## EXERCISE OBJECTIVE
Edit the rows below, replacing "outline every instance" with "trace every instance" and leaving everything else unchanged.

[Region segmentation data]
________________________________________

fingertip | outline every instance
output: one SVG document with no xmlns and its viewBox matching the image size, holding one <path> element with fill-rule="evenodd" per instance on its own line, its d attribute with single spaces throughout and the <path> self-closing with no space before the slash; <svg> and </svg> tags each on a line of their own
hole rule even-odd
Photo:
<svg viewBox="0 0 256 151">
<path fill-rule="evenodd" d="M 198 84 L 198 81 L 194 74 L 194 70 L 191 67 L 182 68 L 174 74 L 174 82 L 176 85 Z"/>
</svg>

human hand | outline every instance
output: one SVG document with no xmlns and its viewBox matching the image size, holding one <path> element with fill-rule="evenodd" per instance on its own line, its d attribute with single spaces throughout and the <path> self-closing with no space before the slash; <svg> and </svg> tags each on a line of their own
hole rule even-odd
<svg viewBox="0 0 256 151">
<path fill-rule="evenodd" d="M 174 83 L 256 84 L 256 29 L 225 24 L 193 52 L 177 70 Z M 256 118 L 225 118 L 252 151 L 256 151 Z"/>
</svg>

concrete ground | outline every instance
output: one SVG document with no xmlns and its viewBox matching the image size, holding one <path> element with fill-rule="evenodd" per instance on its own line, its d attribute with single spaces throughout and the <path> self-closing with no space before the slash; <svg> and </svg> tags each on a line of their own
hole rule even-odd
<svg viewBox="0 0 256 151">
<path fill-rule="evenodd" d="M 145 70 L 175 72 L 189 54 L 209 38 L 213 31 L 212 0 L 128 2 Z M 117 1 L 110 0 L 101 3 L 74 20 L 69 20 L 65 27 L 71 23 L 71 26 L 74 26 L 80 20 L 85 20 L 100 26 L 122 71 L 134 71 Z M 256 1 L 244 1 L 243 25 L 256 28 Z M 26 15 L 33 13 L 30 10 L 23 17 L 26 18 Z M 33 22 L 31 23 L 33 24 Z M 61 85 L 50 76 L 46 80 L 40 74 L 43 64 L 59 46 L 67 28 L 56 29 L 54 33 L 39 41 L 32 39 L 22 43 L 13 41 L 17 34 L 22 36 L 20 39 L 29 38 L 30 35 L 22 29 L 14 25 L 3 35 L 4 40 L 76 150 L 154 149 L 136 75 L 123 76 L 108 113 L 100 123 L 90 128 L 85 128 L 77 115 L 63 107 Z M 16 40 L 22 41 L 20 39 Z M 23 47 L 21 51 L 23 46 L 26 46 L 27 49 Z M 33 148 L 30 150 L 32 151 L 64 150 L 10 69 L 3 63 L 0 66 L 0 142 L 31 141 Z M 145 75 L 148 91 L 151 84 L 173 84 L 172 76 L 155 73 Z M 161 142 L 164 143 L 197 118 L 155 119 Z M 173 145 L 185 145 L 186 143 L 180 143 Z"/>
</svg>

________________________________________

## EXERCISE OUTPUT
fingertip | trace every instance
output: one SVG document with no xmlns and its viewBox matching the image size, holding one <path> element with fill-rule="evenodd" per instance on its own line, its d attribute with single spaces throughout and the <path> self-closing with no space before the slash; <svg> and </svg> tags each on a line of their own
hole rule even-odd
Photo:
<svg viewBox="0 0 256 151">
<path fill-rule="evenodd" d="M 198 84 L 198 81 L 194 74 L 194 70 L 191 67 L 182 68 L 174 74 L 174 82 L 176 85 Z"/>
</svg>

human hand | trace every instance
output: one SVG document with no xmlns and its viewBox matching the image size, holding one <path> element with fill-rule="evenodd" per instance on its own line, its d attribute with single spaces throughout and the <path> self-closing with no space before the slash; <svg> and </svg> tags each on a line of their own
hole rule even-odd
<svg viewBox="0 0 256 151">
<path fill-rule="evenodd" d="M 174 83 L 256 84 L 256 29 L 225 24 L 193 52 L 177 70 Z M 256 118 L 225 118 L 252 151 L 256 151 Z"/>
</svg>

concrete ground | trace every instance
output: one SVG document with no xmlns and its viewBox matching the image size, holding one <path> element with fill-rule="evenodd" per instance on its own line, its d attribute with single spaces throughout and the <path> self-closing with no space before the slash; <svg> and </svg> tags each on a line of their own
hole rule even-odd
<svg viewBox="0 0 256 151">
<path fill-rule="evenodd" d="M 145 70 L 175 72 L 189 54 L 209 38 L 213 31 L 212 0 L 128 2 Z M 117 1 L 110 0 L 101 3 L 74 20 L 69 20 L 65 27 L 71 23 L 71 26 L 74 26 L 80 20 L 85 20 L 100 26 L 122 71 L 134 71 Z M 256 1 L 244 1 L 243 25 L 256 28 Z M 26 15 L 33 13 L 30 10 L 23 17 L 26 18 Z M 33 22 L 31 23 L 33 24 Z M 61 85 L 50 76 L 46 80 L 40 74 L 43 64 L 59 46 L 67 28 L 56 29 L 54 33 L 39 41 L 32 39 L 22 43 L 13 41 L 17 34 L 22 36 L 20 39 L 29 38 L 30 35 L 22 29 L 14 25 L 3 35 L 4 40 L 76 150 L 154 149 L 136 75 L 123 76 L 108 113 L 100 123 L 90 128 L 85 128 L 77 115 L 63 107 Z M 16 40 L 22 41 L 20 39 Z M 23 47 L 21 51 L 23 46 L 26 46 L 27 49 Z M 33 148 L 30 150 L 32 151 L 64 150 L 10 69 L 3 63 L 0 66 L 0 142 L 31 141 Z M 145 75 L 148 91 L 151 84 L 173 84 L 172 76 L 155 73 Z M 161 142 L 164 143 L 197 118 L 155 119 Z M 173 145 L 185 145 L 186 143 L 180 143 Z"/>
</svg>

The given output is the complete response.